■ Texto fornecido
HENRIQUE – A palavra cantos, que está presente no título de meu livro de estreia (Quatro cantos, Patuá, 2020), é propositalmente ambígua. De um lado, ela remete, é claro, à musicalidade que constitui toda obra poética e, nesse sentido, é altamente significativa; de outro, ela traz uma ideia mais topológica, dos diversos lugares que meus poemas – pelo menos assim espero – instituem e frequentam. É curioso pensar por esse ângulo na imagem do corpo humano, que aparece com insistência ao longo do livro, em especial no “terceiro canto: cantares do amor e da carne”. Assim como há os quatro cantos do mundo, há os quatro cantos do corpo, que possui quatro membros e cuja estranha simetria – digamos, bilateral – eu tento emular no livro. Daí, talvez, certas coincidências entre seções que parecem se espelhar, como o segundo e o quarto cantos, intitulados respectivamente “poemas do chão da cidade” e “poemas da opacidade”. O aprendizado sobre pertencimento é algo que ocorre mais fortemente, a meu ver, no primeiro canto, “antepassados”, uma série de dez poemas que fala sobre a família de um modo um tanto indeterminado e abstrato, seja enquanto nossos ancestrais biográficos (pais, mães, irmãos, avôs e avós etc.), seja enquanto os antepassados da própria espécie humana. Não por acaso, também nessa seção aparecem várias referências às partes do corpo humano, que se cria, no caso, a partir da perplexidade de se descobrir um homem, animal diferente dos cães e dos homens com cabeça de cão, uma figura mítica que acho muito sugestiva. Ou seja, todas essas ambiguidades estão de algum modo interligadas e perpassam os quatro cantos que compõem o livro.
FERNANDO – O animal não busca uma explicação do sintoma, ele é apenas uma latência sobre a fome, sobre um nome no processo de formação de uma identidade? E como estas relações de afeto e busca se provocam no seu livro, principalmente na seção 1?

■ Dados apresentados
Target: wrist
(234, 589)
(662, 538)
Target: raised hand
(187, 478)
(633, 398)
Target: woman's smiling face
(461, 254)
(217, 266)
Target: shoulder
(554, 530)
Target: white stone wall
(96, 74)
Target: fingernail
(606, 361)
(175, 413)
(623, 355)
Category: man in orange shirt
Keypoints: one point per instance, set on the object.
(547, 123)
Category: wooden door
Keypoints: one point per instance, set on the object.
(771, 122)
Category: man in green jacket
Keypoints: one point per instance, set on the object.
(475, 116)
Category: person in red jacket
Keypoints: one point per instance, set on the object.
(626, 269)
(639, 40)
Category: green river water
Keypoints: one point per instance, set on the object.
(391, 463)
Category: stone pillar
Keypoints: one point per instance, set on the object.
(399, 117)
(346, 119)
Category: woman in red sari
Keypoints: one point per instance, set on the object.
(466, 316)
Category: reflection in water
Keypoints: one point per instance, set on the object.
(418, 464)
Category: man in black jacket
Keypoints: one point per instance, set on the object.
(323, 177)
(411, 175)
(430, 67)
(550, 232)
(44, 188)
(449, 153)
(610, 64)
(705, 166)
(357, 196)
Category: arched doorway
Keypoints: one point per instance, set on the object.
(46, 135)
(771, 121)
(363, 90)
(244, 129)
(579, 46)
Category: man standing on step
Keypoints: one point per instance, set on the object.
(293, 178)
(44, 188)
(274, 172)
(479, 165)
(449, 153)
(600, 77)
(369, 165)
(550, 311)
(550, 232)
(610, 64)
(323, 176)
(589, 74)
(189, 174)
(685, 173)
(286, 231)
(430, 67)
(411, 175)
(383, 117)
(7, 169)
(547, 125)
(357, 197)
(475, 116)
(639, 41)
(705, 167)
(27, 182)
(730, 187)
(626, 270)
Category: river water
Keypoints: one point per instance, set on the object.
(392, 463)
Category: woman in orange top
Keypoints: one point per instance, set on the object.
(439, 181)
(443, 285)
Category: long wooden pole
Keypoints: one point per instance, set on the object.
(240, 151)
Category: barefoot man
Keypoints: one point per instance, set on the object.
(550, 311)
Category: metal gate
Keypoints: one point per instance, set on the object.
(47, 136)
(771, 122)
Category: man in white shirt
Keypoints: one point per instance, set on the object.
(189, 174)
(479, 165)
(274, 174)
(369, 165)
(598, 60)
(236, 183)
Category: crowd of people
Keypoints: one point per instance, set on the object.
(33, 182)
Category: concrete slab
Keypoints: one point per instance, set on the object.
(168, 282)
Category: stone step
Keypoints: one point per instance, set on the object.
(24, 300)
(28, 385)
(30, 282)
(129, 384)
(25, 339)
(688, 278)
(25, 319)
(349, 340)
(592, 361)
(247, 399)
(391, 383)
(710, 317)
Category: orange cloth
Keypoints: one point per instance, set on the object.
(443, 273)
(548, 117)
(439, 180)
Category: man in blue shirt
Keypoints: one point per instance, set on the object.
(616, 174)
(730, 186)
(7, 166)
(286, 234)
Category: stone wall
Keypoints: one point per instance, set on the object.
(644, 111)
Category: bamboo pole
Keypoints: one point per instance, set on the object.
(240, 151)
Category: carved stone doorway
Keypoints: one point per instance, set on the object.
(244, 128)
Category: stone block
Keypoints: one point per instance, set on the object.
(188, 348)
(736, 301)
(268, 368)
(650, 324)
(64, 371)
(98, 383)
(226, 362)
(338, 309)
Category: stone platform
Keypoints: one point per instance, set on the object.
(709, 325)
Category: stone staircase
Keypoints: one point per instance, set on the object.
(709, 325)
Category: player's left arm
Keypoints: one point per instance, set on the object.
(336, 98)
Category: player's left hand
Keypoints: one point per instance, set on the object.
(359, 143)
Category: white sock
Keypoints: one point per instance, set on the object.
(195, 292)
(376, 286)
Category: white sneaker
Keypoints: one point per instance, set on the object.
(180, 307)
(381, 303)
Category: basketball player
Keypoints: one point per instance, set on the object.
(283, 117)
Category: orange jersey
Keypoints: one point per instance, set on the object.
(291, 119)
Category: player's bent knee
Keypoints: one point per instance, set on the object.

■ Tarefas a fazer
1 - Na entrevista sobre o livro Quatro cantos, quantos poemas formam o primeiro canto, "antepassados"?
2 - Continue a entrevista sobre o livro Quatro cantos a partir da última fala.

■ Respostas numeradas
1 - Dez poemas.

2 -
HENRIQUE – A animalidade é uma dimensão de fato muito atuante no primeiro canto, “antepassados”. Como disse antes, há aqui uma investigação sobre as raízes do humano que se depara, desde o início, com outros animais, os quais não são necessariamente nossos ancestrais do ponto de vista evolutivo, mas guardam relação com os homens. Assim, as figuras do cão e do cinocéfalo me são caras, porque remetem a um universo muito familiar para mim – as plantações de cana que circundam minha cidade natal, Ribeirão Preto, e tantos outros lugares em nosso continente americano, neste e em outros tempos. Poucas pessoas, no Brasil contemporâneo, sabem que os cães eram usados, nas plantações de cana caribenhas durante a colonização, para perseguir os escravizados que haviam fugido, uma experiência absolutamente terrível e dolorosa. Talvez menos ainda saibam que algumas das primeiras tribos indígenas encontradas pelos europeus nas Américas, por serem canibais, eram vistas como uma espécie intermediária entre o humano e o animal – eis justamente a imagem do homem com cabeça de cão, que pode ser encontrada em gravuras da época do “descobrimento” e posteriores. Em meu livro, especialmente no primeiro canto, como você notou, eu quis explorar essa busca por afeto – que se confunde com a busca por um nome, isto é, por uma filiação baseada no pertencimento a uma família – nos limiares do que entendemos normalmente como antepassados, a partir de algumas imagens que pertencem à minha observação mais ancestral, isto é, os campos de cana-de-açúcar que via na infância, com os animais (humanos ou não) que correm pelas fileiras como se mergulhassem num mar verde. Essa imagem da plantação de cana (ou milho) como um mar terrestre e invertido, aliás, está presente em nossa tradição poética e musical, sobretudo nordestina, indo de João Cabral de Melo Neto a Belchior, entre vários outros. E, no caso do meu livro, penso que os campos de cana-de-açúcar são tão doces quanto aprisionadores e terríveis.
FERNANDO – Até que ponto posso dizer que sua poética esta muito perto de um testemunho? na parte da forma e não tanto do conteúdo. E como isso permeia-se na poética do livro?